Task details: Reproduce the full listing that appears beneath this instruction exactly.
### Information shown
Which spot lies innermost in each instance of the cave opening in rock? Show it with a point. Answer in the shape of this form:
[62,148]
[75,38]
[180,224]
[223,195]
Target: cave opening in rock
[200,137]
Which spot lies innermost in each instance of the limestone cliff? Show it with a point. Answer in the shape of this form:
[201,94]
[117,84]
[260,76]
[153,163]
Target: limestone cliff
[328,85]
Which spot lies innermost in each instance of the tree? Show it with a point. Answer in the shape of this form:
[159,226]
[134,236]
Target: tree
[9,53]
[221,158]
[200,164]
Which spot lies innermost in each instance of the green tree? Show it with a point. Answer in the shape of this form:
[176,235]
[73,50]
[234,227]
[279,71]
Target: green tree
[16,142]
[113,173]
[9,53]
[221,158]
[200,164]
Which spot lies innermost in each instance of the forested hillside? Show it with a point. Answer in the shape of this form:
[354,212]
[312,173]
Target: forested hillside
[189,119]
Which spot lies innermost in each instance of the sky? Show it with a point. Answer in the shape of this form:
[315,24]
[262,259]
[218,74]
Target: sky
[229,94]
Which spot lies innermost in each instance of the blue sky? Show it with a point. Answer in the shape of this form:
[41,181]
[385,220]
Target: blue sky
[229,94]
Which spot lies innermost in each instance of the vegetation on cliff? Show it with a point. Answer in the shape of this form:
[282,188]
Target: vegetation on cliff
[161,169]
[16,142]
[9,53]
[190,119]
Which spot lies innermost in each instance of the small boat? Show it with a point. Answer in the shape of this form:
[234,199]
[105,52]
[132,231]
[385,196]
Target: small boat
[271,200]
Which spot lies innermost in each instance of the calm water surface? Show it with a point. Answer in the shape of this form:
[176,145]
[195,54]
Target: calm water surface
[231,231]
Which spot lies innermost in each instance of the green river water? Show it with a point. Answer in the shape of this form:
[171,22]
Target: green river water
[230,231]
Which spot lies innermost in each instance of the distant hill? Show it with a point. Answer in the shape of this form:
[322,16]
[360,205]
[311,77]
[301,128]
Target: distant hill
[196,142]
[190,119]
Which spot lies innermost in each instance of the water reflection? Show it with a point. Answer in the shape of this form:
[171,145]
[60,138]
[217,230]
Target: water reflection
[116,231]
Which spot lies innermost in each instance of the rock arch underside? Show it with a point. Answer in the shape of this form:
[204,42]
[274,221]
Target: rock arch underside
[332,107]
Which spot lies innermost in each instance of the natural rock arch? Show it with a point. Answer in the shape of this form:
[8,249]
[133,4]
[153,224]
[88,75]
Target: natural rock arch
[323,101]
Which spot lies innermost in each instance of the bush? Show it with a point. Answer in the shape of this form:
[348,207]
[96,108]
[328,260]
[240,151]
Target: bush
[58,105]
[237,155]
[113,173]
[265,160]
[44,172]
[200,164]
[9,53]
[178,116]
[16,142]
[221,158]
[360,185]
######
Output for this task:
Which spot lies innermost in each instance of the cave opening in rock? Show it with a point. Answer in the shape of this form:
[62,148]
[75,38]
[180,224]
[223,195]
Target: cave opening in rock
[200,137]
Which spot lies innermost in each instance of the limestone cliff? Show it with a point. Answer in the shape of this form:
[201,94]
[117,84]
[260,76]
[153,163]
Target: limestone cliff
[328,85]
Which spot lies innermost in each instance of the tree? Show it with a point. Answer in the shape of this form:
[159,226]
[134,236]
Target: tree
[9,53]
[221,158]
[200,164]
Which spot lies innermost in each instance of the green tree? Show it with a point. Answer in the shape of this form:
[176,235]
[73,50]
[234,227]
[279,71]
Target: green tree
[16,142]
[113,173]
[9,53]
[221,158]
[200,164]
Which spot lies innermost in each instance of the forested hillside? Show it with a point. Answer in the shape of this form:
[354,212]
[312,173]
Target: forested hillside
[189,119]
Which spot lies innermost in each instance of the sky? Show it with a point. Answer in the shape of this form:
[315,24]
[262,259]
[218,74]
Target: sky
[229,94]
Which spot lies innermost in each instance of the blue sky? Show it with a point. Answer in the shape of this form:
[41,181]
[385,220]
Target: blue sky
[229,94]
Which spot lies innermost in each instance of the vegetation on cliff? Show it with a point. Answer in the shape of this form:
[282,188]
Target: vegetation on cliff
[161,169]
[16,142]
[9,53]
[190,119]
Which spot lies innermost in each instance of the small boat? Show it with a point. Answer in the shape of this form:
[234,199]
[105,52]
[132,231]
[385,196]
Target: small boat
[271,200]
Which spot lies innermost in each instance of the calm water surface? Show it with a point. Answer in the shape of this form:
[176,145]
[195,54]
Target: calm water surface
[231,231]
Which spot lies innermost in each instance of the green river water? Show it with a point. Answer in the shape of this form:
[171,22]
Target: green river water
[230,231]
Which spot lies innermost in each instance of the distant hill? Show it with a point. Answer in the shape of this form:
[322,16]
[360,205]
[311,77]
[301,128]
Target: distant hill
[196,142]
[190,119]
Which spot lies innermost in each instance of the water reflection? Show it with a point. Answer in the shape of this form:
[171,145]
[60,138]
[217,230]
Target: water reflection
[116,231]
Which spot lies innermost in each instance of the rock arch underside? Show it with a point. Answer in the shape of this form:
[204,42]
[274,221]
Target: rock arch underside
[332,107]
Which spot lies innermost in each instance of the natural rock arch? Show it with a point. Answer in the shape of this form:
[8,249]
[133,4]
[153,224]
[88,75]
Target: natural rock arch
[323,101]
Which spot lies innermost in each instance of the bush? Show it with a point. Answer in the shape of this form:
[348,207]
[96,108]
[328,260]
[240,151]
Target: bush
[58,105]
[237,155]
[113,173]
[265,160]
[44,172]
[200,164]
[9,53]
[178,116]
[16,142]
[221,158]
[360,185]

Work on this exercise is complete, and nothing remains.